# SET TASK
Starting at the line with "vase in the photo above." in it, reproduce each line below through the last one, exactly, and include nothing else.

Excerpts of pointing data
--------------------------------

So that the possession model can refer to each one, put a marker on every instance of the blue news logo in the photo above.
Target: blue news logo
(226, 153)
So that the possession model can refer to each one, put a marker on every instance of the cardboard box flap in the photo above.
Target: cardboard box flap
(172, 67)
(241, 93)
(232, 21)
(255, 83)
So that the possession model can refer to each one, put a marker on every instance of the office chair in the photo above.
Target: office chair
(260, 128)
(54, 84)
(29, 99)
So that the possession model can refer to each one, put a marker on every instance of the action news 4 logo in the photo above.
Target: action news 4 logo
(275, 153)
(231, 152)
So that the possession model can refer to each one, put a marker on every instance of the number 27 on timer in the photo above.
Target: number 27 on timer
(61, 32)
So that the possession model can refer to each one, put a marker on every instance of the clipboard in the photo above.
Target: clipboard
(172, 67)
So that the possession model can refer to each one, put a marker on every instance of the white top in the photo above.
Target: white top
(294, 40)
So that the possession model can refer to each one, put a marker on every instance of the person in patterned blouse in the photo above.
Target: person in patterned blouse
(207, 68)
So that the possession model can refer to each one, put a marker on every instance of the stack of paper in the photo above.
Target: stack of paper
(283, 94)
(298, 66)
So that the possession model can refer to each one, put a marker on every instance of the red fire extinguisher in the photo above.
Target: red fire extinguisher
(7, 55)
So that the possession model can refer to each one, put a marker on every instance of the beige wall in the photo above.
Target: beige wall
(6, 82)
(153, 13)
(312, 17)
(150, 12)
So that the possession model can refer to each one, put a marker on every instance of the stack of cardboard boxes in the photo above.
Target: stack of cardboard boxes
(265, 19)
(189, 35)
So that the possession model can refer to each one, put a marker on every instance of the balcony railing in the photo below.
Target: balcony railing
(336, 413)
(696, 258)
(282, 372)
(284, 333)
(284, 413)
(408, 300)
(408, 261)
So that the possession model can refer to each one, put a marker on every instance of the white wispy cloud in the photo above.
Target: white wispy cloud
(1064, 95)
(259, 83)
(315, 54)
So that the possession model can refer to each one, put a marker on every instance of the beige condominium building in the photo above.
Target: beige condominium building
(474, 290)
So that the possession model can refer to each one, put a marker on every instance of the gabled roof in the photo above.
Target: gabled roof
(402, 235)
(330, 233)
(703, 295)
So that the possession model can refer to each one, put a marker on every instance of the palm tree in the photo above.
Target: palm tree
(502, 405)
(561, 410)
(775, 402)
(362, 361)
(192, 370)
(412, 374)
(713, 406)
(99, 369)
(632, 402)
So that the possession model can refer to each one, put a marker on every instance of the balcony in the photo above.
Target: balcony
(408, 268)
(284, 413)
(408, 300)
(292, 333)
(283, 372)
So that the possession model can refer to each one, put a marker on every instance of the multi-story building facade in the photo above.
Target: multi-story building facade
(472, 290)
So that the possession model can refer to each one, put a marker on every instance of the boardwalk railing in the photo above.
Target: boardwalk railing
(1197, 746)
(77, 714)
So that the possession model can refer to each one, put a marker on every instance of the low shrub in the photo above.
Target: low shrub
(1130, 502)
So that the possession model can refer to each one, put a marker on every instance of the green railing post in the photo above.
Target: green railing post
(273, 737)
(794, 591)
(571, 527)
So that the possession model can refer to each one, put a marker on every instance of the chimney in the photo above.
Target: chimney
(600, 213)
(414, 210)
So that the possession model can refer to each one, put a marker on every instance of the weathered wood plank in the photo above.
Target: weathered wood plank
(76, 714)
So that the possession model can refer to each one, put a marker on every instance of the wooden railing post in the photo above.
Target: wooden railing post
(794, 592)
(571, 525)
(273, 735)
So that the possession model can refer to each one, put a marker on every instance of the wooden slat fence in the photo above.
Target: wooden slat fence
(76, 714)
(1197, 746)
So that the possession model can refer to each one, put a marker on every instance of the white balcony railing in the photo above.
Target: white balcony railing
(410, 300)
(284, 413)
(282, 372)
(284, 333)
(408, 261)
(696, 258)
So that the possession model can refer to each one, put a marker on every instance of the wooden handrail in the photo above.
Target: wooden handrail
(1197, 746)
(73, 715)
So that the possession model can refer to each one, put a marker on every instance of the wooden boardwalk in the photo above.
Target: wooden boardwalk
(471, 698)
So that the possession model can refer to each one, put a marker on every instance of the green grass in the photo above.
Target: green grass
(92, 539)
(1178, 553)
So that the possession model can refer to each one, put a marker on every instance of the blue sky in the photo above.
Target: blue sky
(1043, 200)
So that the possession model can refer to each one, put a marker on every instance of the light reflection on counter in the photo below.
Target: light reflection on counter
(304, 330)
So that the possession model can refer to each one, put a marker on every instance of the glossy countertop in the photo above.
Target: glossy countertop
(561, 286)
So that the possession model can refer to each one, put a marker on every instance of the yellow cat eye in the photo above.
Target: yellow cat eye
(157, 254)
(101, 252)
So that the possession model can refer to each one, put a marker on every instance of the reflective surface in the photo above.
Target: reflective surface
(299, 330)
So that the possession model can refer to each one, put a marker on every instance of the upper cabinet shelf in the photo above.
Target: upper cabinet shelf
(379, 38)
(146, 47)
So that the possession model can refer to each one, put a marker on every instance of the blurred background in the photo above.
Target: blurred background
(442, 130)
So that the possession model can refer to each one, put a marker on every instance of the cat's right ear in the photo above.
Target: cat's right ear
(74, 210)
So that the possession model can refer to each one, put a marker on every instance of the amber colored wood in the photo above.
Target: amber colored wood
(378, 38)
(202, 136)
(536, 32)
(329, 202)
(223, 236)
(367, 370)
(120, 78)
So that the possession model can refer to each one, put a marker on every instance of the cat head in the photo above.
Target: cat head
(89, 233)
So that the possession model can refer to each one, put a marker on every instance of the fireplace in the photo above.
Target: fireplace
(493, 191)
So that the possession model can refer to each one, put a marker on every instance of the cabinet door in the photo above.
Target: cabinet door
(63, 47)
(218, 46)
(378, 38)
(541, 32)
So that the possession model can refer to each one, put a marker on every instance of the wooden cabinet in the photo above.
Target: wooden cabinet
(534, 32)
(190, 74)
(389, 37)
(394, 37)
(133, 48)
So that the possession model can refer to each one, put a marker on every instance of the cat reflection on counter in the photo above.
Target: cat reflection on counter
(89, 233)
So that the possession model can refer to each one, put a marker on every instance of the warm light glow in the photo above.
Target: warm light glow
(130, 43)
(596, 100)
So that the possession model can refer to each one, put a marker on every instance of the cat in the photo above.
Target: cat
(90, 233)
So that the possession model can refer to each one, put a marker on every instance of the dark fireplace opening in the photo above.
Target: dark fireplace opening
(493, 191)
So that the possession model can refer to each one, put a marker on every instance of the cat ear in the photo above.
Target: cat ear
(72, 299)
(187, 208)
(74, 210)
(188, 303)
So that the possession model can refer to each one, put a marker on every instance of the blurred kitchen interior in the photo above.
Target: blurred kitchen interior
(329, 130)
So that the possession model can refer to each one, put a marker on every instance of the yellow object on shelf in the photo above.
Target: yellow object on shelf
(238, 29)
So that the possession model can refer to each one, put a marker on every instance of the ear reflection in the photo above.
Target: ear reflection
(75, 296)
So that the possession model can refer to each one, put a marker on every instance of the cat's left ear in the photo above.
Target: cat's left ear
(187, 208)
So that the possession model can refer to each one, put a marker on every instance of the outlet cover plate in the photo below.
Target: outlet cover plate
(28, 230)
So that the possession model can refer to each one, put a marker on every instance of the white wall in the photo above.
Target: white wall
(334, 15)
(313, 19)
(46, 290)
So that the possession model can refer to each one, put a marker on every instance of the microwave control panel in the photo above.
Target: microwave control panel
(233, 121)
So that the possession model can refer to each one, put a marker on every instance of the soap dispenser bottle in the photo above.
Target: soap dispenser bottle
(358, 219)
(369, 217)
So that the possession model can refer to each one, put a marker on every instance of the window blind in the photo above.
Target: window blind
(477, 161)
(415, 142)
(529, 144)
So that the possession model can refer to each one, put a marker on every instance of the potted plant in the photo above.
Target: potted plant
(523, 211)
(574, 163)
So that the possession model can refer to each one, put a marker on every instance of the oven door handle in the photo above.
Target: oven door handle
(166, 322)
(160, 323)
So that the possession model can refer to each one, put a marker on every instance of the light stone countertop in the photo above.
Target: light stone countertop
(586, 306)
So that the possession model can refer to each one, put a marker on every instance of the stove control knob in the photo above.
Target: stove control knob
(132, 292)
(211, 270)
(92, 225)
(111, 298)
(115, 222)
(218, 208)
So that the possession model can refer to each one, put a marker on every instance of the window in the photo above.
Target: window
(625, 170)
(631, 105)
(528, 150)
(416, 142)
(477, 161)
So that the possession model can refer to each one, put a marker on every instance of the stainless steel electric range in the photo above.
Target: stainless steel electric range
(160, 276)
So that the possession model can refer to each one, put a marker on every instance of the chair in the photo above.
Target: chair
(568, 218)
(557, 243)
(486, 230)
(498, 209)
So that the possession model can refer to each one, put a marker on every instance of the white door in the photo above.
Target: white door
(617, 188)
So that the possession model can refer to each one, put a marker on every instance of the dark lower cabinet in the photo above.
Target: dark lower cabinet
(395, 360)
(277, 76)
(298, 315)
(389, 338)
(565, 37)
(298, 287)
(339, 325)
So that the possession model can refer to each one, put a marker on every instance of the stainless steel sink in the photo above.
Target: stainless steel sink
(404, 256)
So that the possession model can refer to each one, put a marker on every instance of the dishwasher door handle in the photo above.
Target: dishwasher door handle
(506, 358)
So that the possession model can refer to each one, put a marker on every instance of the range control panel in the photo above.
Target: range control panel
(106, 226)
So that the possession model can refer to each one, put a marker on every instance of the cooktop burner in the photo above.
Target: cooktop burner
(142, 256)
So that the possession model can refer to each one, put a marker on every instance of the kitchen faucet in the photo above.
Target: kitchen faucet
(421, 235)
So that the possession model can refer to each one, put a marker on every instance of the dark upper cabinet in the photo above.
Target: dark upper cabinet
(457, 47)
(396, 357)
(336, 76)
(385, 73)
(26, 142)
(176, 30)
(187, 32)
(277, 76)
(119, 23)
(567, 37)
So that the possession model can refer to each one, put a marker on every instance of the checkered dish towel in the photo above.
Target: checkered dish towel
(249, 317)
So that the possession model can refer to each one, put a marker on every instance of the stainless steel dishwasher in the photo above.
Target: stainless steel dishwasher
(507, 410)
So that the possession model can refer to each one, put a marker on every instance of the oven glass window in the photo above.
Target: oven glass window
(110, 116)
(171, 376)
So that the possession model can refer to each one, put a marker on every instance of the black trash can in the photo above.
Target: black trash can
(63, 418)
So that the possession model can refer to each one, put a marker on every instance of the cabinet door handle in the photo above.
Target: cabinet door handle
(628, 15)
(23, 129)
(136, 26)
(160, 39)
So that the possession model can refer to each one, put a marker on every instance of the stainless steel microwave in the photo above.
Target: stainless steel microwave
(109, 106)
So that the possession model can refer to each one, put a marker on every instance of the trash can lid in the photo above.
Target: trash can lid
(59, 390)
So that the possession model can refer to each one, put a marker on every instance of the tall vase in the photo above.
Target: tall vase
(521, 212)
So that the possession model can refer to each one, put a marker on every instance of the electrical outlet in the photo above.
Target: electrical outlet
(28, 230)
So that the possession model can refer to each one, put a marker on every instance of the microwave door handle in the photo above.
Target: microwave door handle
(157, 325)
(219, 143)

--------------------------------

# FINAL ANSWER
So that the possession model can refer to each one, put a marker on every instance of the tall vase in the photo above.
Target: tall vase
(521, 212)
So that the possession model can refer to each one, put a marker on every instance of the electrical outlet in the photo above.
Target: electrical outlet
(28, 230)
So that the possession model can refer to each one, put a marker on every instance of the microwave door handle in the photo above.
Target: microwave door handle
(157, 325)
(219, 143)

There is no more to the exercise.